● Objective
Reproduce all of the lines below word for word, and leave the pictures out of your copy.

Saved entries

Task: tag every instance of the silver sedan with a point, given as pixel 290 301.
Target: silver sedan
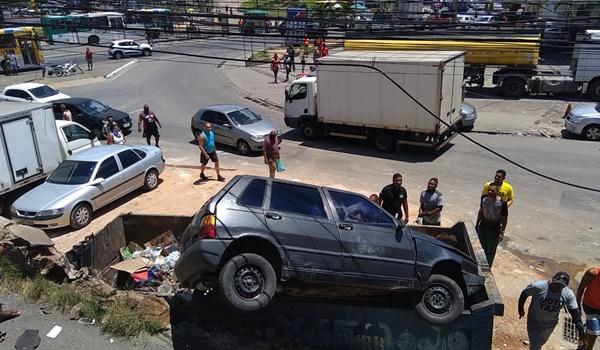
pixel 86 182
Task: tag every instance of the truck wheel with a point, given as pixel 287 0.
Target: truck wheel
pixel 81 215
pixel 247 282
pixel 442 300
pixel 310 131
pixel 384 142
pixel 594 90
pixel 591 132
pixel 513 87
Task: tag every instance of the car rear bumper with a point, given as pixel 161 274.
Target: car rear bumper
pixel 202 257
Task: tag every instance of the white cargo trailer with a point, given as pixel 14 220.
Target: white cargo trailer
pixel 347 98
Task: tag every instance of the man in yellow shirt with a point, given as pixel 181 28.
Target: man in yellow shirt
pixel 505 191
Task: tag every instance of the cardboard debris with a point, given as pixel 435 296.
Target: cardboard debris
pixel 163 240
pixel 132 265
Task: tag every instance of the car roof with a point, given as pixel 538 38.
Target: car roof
pixel 96 154
pixel 224 108
pixel 24 86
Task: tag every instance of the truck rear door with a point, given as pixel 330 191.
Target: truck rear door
pixel 22 149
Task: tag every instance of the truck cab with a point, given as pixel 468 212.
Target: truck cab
pixel 301 102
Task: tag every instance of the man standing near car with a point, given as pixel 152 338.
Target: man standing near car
pixel 393 198
pixel 547 299
pixel 66 113
pixel 432 202
pixel 151 124
pixel 208 150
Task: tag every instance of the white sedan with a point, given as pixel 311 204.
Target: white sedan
pixel 32 92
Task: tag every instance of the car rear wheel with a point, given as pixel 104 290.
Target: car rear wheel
pixel 442 300
pixel 151 180
pixel 247 282
pixel 81 215
pixel 243 147
pixel 591 132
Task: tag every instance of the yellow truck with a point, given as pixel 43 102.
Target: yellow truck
pixel 514 60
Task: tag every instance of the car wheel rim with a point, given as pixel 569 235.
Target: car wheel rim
pixel 151 179
pixel 593 133
pixel 438 299
pixel 249 282
pixel 82 215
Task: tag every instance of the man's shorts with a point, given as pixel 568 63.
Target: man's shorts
pixel 212 155
pixel 592 324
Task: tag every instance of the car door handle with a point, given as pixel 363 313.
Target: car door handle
pixel 273 216
pixel 345 227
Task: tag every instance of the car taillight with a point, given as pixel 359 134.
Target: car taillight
pixel 207 228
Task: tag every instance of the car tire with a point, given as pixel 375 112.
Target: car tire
pixel 310 130
pixel 247 282
pixel 81 215
pixel 243 147
pixel 384 141
pixel 151 180
pixel 591 132
pixel 442 300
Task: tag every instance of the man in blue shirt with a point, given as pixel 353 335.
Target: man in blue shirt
pixel 208 150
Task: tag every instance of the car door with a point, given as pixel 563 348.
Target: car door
pixel 133 171
pixel 107 190
pixel 224 128
pixel 298 218
pixel 373 252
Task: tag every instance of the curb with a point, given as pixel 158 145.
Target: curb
pixel 128 64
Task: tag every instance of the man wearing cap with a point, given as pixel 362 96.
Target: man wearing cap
pixel 547 299
pixel 588 297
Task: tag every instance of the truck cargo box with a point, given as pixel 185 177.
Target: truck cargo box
pixel 361 96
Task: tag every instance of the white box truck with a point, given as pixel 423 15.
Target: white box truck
pixel 347 100
pixel 32 145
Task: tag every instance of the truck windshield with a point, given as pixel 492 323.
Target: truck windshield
pixel 71 172
pixel 43 91
pixel 244 117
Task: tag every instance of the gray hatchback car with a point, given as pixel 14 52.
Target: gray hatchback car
pixel 235 126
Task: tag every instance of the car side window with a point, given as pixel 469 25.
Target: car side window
pixel 357 209
pixel 108 168
pixel 254 194
pixel 75 132
pixel 128 158
pixel 297 199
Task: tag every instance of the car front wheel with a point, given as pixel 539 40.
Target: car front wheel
pixel 247 282
pixel 442 300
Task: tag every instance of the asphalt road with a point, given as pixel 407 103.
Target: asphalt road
pixel 547 219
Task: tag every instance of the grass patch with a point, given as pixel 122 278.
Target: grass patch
pixel 118 316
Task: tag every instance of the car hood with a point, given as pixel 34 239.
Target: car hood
pixel 260 128
pixel 45 196
pixel 587 110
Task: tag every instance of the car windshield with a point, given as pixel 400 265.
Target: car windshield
pixel 244 117
pixel 72 172
pixel 43 91
pixel 93 107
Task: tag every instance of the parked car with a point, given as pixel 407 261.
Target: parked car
pixel 87 181
pixel 469 115
pixel 33 92
pixel 584 121
pixel 234 126
pixel 92 114
pixel 126 47
pixel 258 233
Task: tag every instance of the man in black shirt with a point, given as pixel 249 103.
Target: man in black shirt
pixel 393 198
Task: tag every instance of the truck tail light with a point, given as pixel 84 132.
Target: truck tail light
pixel 207 228
pixel 568 111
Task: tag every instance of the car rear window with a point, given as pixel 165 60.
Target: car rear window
pixel 297 199
pixel 254 194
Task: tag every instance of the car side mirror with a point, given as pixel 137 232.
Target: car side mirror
pixel 97 181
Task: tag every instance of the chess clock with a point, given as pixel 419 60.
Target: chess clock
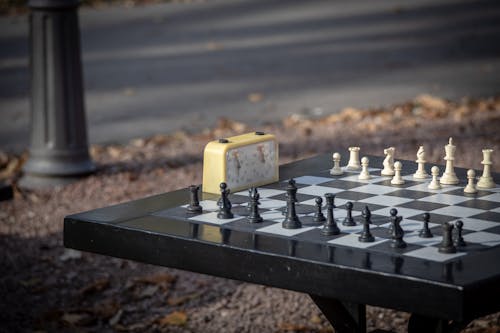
pixel 242 161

● Exercise solution
Task: tag every instance of the silver sedan with a point, given as pixel 290 301.
Target: silver sedan
pixel 86 182
Task: tag every instance of the truck wheel with a point, given as pixel 287 0.
Target: truck wheel
pixel 81 215
pixel 247 282
pixel 442 300
pixel 310 131
pixel 384 142
pixel 594 90
pixel 591 132
pixel 513 87
Task: tag every instance of the car rear bumper with a point, given as pixel 161 274.
Target: car rear bumper
pixel 202 257
Task: tag every instance of the white cargo trailer with a point, given as pixel 14 220.
Target: white cargo trailer
pixel 347 98
Task: tag every instance of the man in yellow shirt with a point, given as pixel 181 28.
Target: man in yellow shirt
pixel 505 191
Task: tag every instance of the cardboard debris with a point, given as pixel 435 296.
Target: cardboard debris
pixel 163 240
pixel 132 265
Task: tag every instance of the car roof with a point, given as pixel 538 38.
Target: car roof
pixel 96 154
pixel 224 108
pixel 24 86
Task: tag every instance of the truck rear door with a point, given as pixel 330 191.
Target: truck rear door
pixel 22 149
Task: tag every instance of the truck cab with a point, given as pixel 468 212.
Target: truck cab
pixel 301 102
Task: tag every instance of the man standing near car with a point, given as pixel 152 338.
Target: man standing near car
pixel 393 198
pixel 547 299
pixel 66 113
pixel 432 202
pixel 151 124
pixel 208 150
Task: tag every instance of the white sedan with a point, given as pixel 311 204.
Target: white sedan
pixel 32 92
Task: tag every instance of the car rear wheel with a point, given as pixel 104 290.
Target: car rear wheel
pixel 442 300
pixel 151 180
pixel 247 282
pixel 81 215
pixel 243 147
pixel 591 132
Task: tag every instance of the yellow truck with a point, given as pixel 43 102.
Target: yellow truck
pixel 514 60
Task: tag every instance of the car wheel rim with a point, given as pixel 569 235.
Target: car wheel rim
pixel 151 179
pixel 593 133
pixel 438 299
pixel 249 282
pixel 82 215
Task: tag every instance of the man's shorts with a point, given as pixel 568 63.
Target: man's shorts
pixel 212 155
pixel 592 324
Task: tag every instance of the car door handle with a point, given as pixel 363 313.
Target: car door handle
pixel 273 216
pixel 345 227
Task: tag every instance of the car taillight with a point, given as pixel 359 134.
Target: car taillight
pixel 207 228
Task: tag every instance of the car tire with a point, given as pixel 375 112.
Target: car tire
pixel 310 130
pixel 247 282
pixel 81 215
pixel 243 147
pixel 384 141
pixel 151 180
pixel 591 132
pixel 442 300
Task: tag every instance of the man in blue shirt with a point, given as pixel 353 335.
Target: man in blue shirt
pixel 208 150
Task: tag every instance of the car door with a point, given as pixel 563 348.
Target: car door
pixel 133 171
pixel 107 190
pixel 224 128
pixel 298 218
pixel 373 252
Task: tag every instance of the curb with a point, given as pixel 158 145.
Target: curb
pixel 128 64
Task: tag every instance of the man wearing cap with a point, given as pixel 362 96.
Target: man wearing cap
pixel 547 299
pixel 588 297
Task: tag every instance of the truck cargo box with a point, given as pixel 185 177.
Target: truck cargo box
pixel 361 96
Task: tag every instance of the white box truck with a point, given as pixel 423 15.
Target: white box truck
pixel 347 100
pixel 32 145
Task: tag every instance of the truck windshield with a point, given as pixel 492 323.
Target: truck windshield
pixel 71 172
pixel 43 91
pixel 244 117
Task: tag every instance of the gray hatchback car with a point, given as pixel 14 52.
Target: gray hatchback car
pixel 235 126
Task: tag every instance of the car side window with a point, given as pixel 469 25.
Target: car side window
pixel 357 209
pixel 108 168
pixel 254 194
pixel 75 132
pixel 128 158
pixel 297 199
Task: tag every instance of the car front wheel with a point, given as pixel 539 40.
Target: car front wheel
pixel 247 282
pixel 442 300
Task: tag every instance of the asphalt road with a point, given as pixel 407 103.
Target: asphalt road
pixel 547 219
Task: tag every instance of the grass patch with a point, given as pixel 122 278.
Target: grass patch
pixel 118 316
Task: tag every instance of the car hood with a point, given as pixel 34 239.
Target: car hood
pixel 260 128
pixel 45 196
pixel 587 110
Task: tag every instance of the car windshield with a point, given as pixel 400 265.
Target: car windshield
pixel 244 117
pixel 72 172
pixel 43 91
pixel 93 107
Task: tag every instance of the parked car with a point, given as pixel 407 261.
Target: parked car
pixel 87 181
pixel 469 115
pixel 33 92
pixel 584 121
pixel 234 126
pixel 92 114
pixel 126 47
pixel 258 233
Task: tag every instance of the man in black shirt with a point, given as pixel 249 103.
Target: man in black shirt
pixel 393 198
Task: tag every instance of the truck tail light with a point, given as pixel 84 132.
Target: truck tail light
pixel 207 228
pixel 568 111
Task: tag every instance of the car rear window with a point, given as pixel 165 60.
Target: car rear window
pixel 297 199
pixel 254 194
Task: tag every instance of the car side mirror with a point, given as pixel 137 232.
Target: car side mirror
pixel 97 181
Task: tag every instance of the chess clock with a point, given as pixel 419 60.
Target: chess clock
pixel 242 161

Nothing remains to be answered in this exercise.